■ **Exercise prompt**
Count the lines in the rows below that contain the string "green", treating uppercase and lowercase as different, and reply with only the number.

■ **Material**

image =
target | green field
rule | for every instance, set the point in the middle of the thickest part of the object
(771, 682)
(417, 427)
...
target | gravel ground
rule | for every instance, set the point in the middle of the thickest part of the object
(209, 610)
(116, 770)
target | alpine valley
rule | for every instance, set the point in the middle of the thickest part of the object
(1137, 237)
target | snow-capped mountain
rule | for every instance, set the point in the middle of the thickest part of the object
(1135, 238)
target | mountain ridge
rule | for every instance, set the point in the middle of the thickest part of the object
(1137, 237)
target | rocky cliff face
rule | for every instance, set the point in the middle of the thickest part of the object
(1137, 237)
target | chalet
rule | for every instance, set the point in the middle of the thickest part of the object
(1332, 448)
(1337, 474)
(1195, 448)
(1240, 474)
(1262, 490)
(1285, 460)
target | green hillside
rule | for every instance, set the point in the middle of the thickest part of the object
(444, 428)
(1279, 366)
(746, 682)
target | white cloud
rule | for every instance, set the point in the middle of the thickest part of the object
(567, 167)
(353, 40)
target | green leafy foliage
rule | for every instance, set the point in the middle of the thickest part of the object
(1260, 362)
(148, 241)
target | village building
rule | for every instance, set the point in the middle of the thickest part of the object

■ **Exercise output**
3